[Stored data entries]
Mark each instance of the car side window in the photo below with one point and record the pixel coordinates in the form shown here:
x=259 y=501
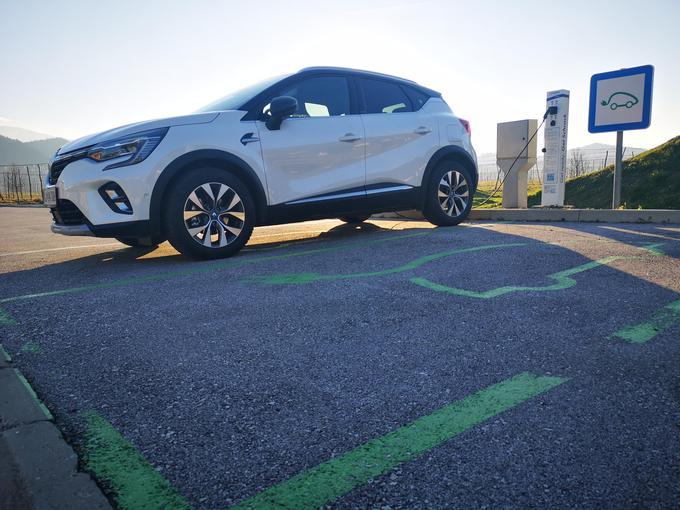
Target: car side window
x=319 y=96
x=417 y=97
x=384 y=97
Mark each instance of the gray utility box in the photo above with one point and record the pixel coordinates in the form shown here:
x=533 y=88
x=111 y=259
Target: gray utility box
x=511 y=142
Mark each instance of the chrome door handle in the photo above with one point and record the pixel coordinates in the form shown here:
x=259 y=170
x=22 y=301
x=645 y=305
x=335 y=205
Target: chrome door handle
x=248 y=138
x=349 y=137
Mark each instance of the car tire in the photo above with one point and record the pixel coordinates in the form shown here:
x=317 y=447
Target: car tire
x=140 y=242
x=355 y=218
x=448 y=194
x=208 y=214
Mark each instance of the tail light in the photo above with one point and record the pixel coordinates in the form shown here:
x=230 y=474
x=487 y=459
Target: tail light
x=466 y=125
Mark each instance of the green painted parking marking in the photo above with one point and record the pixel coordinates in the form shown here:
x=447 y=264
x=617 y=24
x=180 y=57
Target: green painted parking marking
x=562 y=279
x=4 y=354
x=196 y=270
x=661 y=321
x=132 y=481
x=299 y=278
x=31 y=347
x=33 y=394
x=326 y=482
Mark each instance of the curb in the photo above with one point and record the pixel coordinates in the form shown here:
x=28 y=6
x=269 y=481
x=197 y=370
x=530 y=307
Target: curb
x=23 y=205
x=554 y=214
x=38 y=469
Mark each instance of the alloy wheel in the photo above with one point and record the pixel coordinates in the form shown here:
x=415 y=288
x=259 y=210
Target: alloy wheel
x=214 y=215
x=453 y=193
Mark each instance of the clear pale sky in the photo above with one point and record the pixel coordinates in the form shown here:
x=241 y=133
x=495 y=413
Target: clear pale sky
x=70 y=68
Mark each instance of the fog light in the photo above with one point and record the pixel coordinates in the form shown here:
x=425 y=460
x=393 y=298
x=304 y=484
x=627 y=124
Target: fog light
x=115 y=198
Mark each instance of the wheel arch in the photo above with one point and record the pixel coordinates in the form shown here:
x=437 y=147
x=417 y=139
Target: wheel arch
x=206 y=158
x=449 y=153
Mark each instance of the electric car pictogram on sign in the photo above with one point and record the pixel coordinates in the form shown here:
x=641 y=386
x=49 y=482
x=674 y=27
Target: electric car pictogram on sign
x=621 y=100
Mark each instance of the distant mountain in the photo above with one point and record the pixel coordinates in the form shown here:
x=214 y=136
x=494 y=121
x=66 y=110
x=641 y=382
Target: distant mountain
x=39 y=151
x=595 y=155
x=651 y=181
x=23 y=135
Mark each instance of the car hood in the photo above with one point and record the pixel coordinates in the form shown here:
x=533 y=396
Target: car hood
x=129 y=129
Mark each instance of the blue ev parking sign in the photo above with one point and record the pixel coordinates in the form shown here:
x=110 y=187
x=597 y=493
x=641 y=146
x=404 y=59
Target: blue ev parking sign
x=621 y=100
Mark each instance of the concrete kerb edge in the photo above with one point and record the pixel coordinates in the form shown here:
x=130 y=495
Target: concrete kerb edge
x=660 y=216
x=30 y=464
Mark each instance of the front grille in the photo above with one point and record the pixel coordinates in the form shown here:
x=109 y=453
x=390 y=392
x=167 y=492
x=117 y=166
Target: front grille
x=59 y=163
x=66 y=213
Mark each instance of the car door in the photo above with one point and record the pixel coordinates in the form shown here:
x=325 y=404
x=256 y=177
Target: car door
x=400 y=138
x=318 y=152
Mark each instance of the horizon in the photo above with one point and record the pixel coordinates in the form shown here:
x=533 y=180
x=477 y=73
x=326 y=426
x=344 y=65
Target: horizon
x=96 y=76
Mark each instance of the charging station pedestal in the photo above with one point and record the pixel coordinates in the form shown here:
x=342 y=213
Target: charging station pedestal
x=511 y=142
x=555 y=157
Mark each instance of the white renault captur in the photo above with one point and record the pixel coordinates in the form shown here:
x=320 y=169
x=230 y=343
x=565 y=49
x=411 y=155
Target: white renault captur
x=321 y=143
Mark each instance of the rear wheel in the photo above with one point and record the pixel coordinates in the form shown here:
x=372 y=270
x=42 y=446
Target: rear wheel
x=448 y=196
x=209 y=214
x=355 y=218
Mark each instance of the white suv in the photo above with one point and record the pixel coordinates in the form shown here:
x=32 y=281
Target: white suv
x=321 y=143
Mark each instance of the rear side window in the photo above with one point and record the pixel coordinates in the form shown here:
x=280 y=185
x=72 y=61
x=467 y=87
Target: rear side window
x=320 y=96
x=417 y=97
x=383 y=97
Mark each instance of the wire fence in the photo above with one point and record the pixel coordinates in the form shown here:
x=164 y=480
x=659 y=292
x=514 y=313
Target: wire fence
x=22 y=184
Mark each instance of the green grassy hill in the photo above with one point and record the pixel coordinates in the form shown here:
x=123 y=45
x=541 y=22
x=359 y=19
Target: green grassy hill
x=651 y=180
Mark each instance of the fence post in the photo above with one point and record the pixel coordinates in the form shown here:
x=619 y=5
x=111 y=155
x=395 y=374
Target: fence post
x=42 y=190
x=30 y=186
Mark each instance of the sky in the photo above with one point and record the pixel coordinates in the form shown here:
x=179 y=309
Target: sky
x=71 y=68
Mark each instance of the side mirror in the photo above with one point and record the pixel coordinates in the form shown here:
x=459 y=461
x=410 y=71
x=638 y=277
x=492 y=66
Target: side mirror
x=280 y=108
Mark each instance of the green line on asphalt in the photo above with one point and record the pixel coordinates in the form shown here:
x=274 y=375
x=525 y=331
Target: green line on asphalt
x=5 y=318
x=33 y=394
x=300 y=278
x=664 y=319
x=204 y=268
x=31 y=347
x=4 y=354
x=326 y=482
x=562 y=278
x=132 y=481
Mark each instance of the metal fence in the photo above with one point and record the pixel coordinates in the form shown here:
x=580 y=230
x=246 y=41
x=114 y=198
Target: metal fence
x=22 y=183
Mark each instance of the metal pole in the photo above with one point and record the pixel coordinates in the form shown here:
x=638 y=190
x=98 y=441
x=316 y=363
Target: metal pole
x=616 y=196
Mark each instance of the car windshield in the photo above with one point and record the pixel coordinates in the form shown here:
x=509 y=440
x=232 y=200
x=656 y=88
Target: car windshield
x=236 y=99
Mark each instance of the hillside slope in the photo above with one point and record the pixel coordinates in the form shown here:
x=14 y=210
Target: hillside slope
x=651 y=180
x=40 y=151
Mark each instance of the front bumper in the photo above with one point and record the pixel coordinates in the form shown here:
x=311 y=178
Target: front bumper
x=72 y=230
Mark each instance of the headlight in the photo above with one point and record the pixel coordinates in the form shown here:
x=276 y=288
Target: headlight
x=134 y=148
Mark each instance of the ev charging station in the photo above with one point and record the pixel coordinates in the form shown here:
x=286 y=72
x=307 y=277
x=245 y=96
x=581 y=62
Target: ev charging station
x=555 y=151
x=515 y=155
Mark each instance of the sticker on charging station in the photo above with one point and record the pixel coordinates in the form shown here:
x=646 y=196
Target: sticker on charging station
x=621 y=100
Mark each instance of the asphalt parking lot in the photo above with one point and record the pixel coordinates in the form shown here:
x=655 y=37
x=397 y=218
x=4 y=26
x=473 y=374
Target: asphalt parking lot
x=391 y=365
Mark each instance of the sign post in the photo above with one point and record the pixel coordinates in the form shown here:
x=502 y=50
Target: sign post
x=619 y=101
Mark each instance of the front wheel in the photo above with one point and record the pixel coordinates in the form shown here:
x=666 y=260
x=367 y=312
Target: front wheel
x=209 y=213
x=448 y=195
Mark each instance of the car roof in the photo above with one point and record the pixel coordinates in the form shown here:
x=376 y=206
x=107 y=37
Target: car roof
x=367 y=74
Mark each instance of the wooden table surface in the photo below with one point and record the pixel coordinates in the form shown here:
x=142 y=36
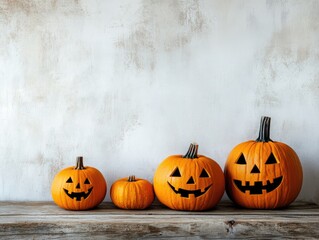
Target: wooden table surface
x=44 y=220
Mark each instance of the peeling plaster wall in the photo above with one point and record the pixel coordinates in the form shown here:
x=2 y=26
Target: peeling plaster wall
x=127 y=83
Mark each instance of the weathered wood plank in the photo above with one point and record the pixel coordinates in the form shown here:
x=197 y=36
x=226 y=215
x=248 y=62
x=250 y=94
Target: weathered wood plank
x=46 y=221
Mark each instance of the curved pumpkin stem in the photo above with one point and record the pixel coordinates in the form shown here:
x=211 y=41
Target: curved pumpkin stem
x=192 y=151
x=79 y=163
x=131 y=178
x=264 y=130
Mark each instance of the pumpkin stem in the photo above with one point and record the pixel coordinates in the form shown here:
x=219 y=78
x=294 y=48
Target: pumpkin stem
x=264 y=130
x=79 y=163
x=131 y=178
x=192 y=151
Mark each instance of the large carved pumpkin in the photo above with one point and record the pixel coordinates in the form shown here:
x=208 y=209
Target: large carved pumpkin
x=190 y=182
x=263 y=174
x=79 y=187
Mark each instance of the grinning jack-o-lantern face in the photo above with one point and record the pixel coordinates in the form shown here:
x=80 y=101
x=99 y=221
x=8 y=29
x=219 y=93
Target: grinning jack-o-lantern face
x=78 y=195
x=258 y=187
x=190 y=182
x=263 y=174
x=78 y=188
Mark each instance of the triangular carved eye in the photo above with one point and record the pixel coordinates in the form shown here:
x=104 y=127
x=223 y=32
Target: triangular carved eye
x=176 y=173
x=69 y=180
x=241 y=160
x=271 y=159
x=204 y=174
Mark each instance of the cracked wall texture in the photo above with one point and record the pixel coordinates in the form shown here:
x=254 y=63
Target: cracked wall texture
x=127 y=83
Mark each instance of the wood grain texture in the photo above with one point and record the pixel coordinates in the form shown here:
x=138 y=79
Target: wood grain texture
x=44 y=220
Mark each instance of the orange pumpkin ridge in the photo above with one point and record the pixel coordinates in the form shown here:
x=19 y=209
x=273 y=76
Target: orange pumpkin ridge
x=132 y=193
x=263 y=174
x=189 y=182
x=79 y=187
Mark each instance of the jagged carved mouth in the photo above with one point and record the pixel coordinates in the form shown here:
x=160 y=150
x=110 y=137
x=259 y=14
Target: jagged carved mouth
x=258 y=186
x=78 y=195
x=185 y=193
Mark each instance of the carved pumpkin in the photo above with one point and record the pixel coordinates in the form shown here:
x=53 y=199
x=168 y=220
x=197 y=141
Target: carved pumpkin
x=263 y=174
x=78 y=188
x=132 y=193
x=190 y=182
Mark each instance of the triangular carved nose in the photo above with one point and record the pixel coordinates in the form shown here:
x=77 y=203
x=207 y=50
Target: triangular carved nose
x=190 y=181
x=255 y=169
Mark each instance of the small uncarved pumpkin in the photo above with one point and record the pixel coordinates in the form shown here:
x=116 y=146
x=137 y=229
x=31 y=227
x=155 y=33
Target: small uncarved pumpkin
x=190 y=182
x=78 y=188
x=132 y=193
x=262 y=173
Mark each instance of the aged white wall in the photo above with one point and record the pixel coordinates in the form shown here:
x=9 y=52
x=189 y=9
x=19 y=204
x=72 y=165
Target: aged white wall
x=127 y=83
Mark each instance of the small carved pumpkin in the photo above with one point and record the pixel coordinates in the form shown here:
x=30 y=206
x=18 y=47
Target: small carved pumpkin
x=132 y=193
x=78 y=188
x=190 y=182
x=263 y=174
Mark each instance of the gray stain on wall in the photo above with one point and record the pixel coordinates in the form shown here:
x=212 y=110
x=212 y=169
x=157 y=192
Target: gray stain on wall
x=152 y=32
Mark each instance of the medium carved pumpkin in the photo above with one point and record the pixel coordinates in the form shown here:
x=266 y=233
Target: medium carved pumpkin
x=190 y=182
x=78 y=188
x=132 y=193
x=263 y=174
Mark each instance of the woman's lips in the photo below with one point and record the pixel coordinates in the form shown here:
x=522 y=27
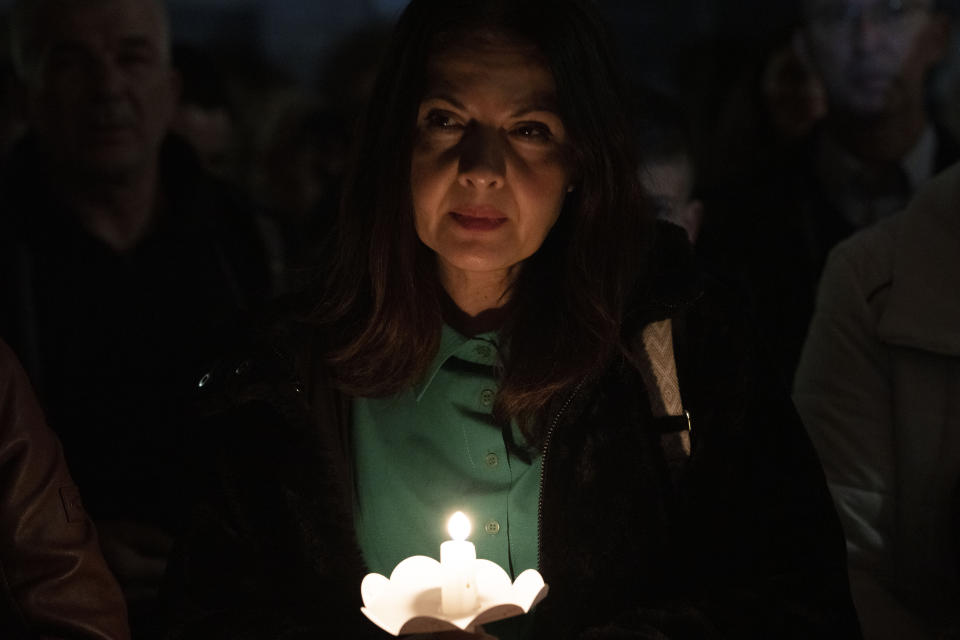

● WORK ITEM
Whichever lines of the data include the word "below", pull them out.

● COMPLETED EXERCISE
Mark each instance of the car side window in the photo below with one point and record the pixel coordinates in the form shown here:
Mark each instance of the wooden table surface in the photo below with one point and record the pixel coordinates in the form shown here:
Mark each instance of the woman's lips in the photo below with one point and record the pixel coordinates in the form shown here:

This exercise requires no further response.